Below is a listing. Set down exactly the lines from the one containing "Target: forested hillside" through the one containing "compact shape [73,141].", both ends included, and leave out the rest.

Data records>
=-=-=
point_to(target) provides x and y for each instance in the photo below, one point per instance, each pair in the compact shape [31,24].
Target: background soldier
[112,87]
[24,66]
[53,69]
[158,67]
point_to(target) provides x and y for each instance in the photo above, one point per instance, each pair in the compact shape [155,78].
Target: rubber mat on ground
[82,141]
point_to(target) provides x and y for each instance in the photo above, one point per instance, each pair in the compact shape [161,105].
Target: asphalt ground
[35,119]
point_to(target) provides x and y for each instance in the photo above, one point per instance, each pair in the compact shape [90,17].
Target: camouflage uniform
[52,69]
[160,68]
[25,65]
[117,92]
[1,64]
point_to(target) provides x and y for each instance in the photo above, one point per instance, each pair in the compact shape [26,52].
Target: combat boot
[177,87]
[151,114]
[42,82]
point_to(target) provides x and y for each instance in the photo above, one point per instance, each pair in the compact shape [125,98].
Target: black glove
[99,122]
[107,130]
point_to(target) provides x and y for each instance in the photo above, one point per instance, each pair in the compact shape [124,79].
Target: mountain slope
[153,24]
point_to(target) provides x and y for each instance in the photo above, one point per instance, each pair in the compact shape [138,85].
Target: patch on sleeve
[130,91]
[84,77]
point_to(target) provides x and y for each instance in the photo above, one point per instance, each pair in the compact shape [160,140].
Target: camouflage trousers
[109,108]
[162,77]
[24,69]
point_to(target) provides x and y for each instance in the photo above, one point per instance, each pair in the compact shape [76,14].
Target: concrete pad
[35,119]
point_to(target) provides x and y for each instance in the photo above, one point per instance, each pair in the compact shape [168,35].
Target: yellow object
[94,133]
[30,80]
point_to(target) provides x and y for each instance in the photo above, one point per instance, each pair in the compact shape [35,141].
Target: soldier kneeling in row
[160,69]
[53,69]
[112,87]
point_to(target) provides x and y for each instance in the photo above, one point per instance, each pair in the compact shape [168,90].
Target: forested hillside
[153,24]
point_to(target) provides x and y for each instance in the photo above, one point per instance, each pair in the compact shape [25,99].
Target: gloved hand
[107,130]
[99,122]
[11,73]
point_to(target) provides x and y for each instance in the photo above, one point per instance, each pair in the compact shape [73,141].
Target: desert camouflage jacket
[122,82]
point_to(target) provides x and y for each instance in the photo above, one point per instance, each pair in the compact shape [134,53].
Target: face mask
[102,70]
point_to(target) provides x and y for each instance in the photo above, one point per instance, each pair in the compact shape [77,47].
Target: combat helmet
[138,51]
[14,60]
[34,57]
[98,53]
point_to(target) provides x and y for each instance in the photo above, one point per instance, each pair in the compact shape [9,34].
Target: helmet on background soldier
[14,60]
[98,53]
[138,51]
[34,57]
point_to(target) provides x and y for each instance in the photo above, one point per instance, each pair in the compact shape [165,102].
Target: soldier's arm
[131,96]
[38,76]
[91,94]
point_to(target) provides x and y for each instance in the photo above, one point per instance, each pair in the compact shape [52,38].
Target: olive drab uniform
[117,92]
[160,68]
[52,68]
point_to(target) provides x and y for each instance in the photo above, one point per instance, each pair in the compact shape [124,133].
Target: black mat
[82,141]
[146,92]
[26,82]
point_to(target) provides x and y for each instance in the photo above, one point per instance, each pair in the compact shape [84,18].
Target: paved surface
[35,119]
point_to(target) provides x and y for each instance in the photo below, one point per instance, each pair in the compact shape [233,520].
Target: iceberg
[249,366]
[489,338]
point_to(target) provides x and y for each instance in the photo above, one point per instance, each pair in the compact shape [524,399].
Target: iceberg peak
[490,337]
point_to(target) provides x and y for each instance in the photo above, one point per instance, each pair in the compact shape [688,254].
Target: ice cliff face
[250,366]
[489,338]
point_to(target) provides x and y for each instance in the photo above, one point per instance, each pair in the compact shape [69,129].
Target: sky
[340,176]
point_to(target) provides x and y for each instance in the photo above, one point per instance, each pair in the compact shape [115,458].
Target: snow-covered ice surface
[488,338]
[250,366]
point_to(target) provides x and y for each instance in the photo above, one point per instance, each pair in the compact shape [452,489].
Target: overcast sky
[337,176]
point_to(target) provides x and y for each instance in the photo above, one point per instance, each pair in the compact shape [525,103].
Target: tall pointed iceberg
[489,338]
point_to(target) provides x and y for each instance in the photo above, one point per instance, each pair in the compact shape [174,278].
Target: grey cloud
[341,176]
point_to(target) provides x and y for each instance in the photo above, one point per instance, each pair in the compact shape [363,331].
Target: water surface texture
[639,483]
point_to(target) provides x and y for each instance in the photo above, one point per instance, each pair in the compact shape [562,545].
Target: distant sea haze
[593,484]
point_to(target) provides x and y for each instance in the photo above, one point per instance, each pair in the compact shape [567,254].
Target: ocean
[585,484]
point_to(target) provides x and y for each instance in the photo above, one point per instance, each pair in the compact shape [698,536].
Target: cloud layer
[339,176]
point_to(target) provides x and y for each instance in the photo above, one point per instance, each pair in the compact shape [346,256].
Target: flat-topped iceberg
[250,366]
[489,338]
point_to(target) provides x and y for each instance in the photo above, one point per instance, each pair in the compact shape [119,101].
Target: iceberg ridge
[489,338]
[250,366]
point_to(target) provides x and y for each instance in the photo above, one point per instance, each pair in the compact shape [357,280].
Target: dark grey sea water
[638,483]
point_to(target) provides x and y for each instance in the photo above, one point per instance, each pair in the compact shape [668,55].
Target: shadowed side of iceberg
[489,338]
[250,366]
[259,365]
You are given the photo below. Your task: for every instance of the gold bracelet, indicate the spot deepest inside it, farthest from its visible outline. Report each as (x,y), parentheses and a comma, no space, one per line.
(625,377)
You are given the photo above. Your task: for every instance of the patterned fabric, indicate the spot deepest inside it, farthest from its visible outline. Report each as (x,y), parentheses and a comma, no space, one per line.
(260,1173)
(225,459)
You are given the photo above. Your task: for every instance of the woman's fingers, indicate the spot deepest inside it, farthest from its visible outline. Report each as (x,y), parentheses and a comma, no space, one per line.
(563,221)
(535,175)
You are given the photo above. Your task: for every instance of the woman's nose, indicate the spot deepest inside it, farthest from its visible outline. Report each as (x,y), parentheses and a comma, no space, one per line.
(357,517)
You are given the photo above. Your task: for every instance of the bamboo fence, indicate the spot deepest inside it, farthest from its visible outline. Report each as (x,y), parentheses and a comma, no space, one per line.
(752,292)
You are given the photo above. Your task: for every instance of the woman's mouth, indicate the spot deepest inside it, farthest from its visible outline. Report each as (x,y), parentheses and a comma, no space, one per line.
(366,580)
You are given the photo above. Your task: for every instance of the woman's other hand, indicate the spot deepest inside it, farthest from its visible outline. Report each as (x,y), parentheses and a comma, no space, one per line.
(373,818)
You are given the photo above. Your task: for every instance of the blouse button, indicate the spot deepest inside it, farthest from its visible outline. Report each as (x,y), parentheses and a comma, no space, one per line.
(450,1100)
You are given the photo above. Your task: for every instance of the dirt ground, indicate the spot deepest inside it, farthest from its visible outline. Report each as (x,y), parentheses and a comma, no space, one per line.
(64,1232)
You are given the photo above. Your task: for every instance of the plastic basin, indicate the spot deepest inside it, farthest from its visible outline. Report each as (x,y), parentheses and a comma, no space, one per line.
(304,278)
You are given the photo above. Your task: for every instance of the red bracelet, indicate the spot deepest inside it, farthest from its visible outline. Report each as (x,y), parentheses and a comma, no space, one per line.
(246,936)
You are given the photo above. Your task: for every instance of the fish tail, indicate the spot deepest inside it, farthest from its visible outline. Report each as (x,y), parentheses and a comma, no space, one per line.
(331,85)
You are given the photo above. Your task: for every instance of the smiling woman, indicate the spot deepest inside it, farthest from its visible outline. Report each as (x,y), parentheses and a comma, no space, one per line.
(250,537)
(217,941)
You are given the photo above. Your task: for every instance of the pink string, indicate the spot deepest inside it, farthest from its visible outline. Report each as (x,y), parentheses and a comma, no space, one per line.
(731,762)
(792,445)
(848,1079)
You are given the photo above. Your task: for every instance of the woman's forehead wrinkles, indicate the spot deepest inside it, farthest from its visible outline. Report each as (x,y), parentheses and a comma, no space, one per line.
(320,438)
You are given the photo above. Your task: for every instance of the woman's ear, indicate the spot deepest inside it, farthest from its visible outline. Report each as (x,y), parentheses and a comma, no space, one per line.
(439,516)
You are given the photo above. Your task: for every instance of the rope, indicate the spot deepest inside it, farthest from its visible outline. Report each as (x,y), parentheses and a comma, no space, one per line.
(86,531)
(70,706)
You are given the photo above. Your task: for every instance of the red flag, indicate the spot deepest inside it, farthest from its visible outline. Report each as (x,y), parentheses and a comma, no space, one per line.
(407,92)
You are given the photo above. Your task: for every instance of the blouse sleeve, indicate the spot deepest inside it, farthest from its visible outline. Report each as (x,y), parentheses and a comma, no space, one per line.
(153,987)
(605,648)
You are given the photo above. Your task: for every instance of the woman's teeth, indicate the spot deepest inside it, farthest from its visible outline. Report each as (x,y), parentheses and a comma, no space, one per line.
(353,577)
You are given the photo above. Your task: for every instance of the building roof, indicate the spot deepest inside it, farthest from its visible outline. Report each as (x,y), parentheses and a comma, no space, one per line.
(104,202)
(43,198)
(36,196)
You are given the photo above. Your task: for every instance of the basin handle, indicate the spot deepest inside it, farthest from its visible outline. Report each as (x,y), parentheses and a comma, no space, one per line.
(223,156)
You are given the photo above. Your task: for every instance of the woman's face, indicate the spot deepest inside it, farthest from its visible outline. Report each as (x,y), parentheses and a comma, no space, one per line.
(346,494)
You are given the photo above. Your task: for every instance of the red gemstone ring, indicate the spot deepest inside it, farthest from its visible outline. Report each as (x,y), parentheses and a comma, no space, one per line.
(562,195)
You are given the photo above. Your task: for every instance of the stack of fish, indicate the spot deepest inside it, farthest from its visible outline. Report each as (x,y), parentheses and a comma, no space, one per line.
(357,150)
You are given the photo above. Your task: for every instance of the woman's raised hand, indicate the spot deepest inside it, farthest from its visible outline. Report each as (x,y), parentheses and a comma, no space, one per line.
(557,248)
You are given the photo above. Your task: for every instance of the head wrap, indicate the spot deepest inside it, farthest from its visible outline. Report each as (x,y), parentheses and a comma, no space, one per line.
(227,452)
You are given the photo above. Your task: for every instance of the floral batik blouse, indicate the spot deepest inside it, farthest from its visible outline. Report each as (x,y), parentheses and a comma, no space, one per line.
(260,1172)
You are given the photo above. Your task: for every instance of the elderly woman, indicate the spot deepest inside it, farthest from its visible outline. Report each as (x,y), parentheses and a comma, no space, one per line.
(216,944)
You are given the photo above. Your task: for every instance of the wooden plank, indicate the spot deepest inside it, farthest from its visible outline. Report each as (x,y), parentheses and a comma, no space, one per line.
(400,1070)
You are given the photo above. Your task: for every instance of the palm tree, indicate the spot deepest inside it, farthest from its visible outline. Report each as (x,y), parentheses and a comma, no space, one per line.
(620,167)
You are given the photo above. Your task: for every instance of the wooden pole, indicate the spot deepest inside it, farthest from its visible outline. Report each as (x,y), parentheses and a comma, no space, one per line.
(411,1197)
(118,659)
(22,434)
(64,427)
=-=-=
Output>
Target: forested hillside
[153,24]
point_to(target) provides x and y for each instance in the photo above, one point per instance, each pair in the compact shape [25,99].
Target: gloved hand
[107,130]
[99,122]
[11,73]
point_to(target) provides x and y for each instance in the photo above, one point per instance, each pair in the compact shape [73,141].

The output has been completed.